To do:
Reproduce every line of the entries below verbatim, keeping the original order and characters.

Entries provided:
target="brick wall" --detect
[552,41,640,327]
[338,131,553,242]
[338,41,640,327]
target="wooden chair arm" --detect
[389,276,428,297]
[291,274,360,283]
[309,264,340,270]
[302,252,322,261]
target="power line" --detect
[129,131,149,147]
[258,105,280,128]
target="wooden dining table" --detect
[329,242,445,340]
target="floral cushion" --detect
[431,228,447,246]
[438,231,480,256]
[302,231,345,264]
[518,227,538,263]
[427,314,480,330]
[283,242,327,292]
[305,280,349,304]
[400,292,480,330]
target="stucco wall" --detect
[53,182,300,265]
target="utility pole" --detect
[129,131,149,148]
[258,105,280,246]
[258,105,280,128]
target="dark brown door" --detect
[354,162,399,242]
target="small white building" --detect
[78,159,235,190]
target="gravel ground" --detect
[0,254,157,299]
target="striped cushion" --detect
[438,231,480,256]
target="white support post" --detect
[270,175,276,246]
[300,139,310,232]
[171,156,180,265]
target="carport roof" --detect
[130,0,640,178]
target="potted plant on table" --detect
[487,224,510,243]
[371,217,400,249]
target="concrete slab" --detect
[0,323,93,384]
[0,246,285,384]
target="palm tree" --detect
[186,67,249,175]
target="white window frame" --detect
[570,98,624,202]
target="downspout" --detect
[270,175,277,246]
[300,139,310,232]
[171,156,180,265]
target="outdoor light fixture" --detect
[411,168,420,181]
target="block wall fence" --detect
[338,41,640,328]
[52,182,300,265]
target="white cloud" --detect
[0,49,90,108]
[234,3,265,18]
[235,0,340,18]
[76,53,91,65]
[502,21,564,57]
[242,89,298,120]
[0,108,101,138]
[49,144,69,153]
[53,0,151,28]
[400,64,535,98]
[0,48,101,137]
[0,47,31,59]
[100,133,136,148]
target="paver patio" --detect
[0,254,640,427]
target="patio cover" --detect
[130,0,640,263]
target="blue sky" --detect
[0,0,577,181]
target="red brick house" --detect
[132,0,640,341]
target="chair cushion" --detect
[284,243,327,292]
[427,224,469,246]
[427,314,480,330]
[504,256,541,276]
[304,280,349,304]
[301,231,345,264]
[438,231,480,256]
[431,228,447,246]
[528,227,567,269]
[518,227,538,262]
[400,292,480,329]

Solved exercise:
target="brick wall" --detect
[552,41,640,327]
[338,131,553,242]
[338,41,640,327]
target="wooden chair arm" --detect
[389,276,428,297]
[291,274,360,283]
[309,264,340,270]
[302,252,322,261]
target="power line" --detect
[129,131,149,147]
[258,105,280,128]
target="wooden dining table" --detect
[329,242,445,340]
target="floral cushion" --detect
[431,228,447,246]
[438,231,480,256]
[302,231,345,264]
[518,227,538,263]
[427,314,480,330]
[283,242,327,292]
[305,280,349,304]
[400,292,480,330]
target="stucco wall" --detect
[53,182,300,265]
target="utility pole" --detect
[129,131,149,148]
[258,105,280,246]
[258,105,280,128]
target="dark brown door" --detect
[354,162,399,242]
target="small white building" --detect
[78,159,235,190]
target="gravel ground" --detect
[0,254,157,299]
target="striped cushion" --detect
[438,231,480,256]
target="white support post" --detect
[270,175,276,246]
[300,139,310,232]
[171,156,180,265]
target="carport roof" --detect
[130,0,640,178]
target="potted plant on table" --detect
[487,224,510,243]
[371,217,400,249]
target="concrete slab" --detect
[0,323,93,384]
[0,246,285,384]
target="palm tree" --detect
[186,67,249,175]
target="white window frame" --detect
[570,98,624,202]
target="downspout" --detect
[270,175,277,246]
[300,139,310,232]
[171,156,180,265]
target="outdoor light fixture" --detect
[411,168,420,181]
target="block wall fence" --detect
[338,41,640,328]
[52,182,300,265]
target="white cloud" --detect
[0,49,90,108]
[234,3,265,18]
[235,0,340,18]
[76,53,91,65]
[502,21,564,57]
[242,89,298,120]
[0,108,101,138]
[49,144,69,153]
[53,0,151,28]
[400,64,535,98]
[0,48,101,137]
[0,47,31,59]
[100,133,136,148]
target="paver patio" --detect
[0,254,640,427]
target="patio cover" --detect
[130,0,640,263]
target="blue sky" --detect
[0,0,577,181]
target="red brick house" --detect
[132,0,640,341]
target="chair cushion" --detect
[284,243,327,292]
[427,224,469,246]
[427,314,480,330]
[504,256,541,276]
[304,280,349,304]
[301,231,345,264]
[438,231,480,256]
[431,228,447,246]
[528,227,567,269]
[518,227,538,262]
[400,292,480,329]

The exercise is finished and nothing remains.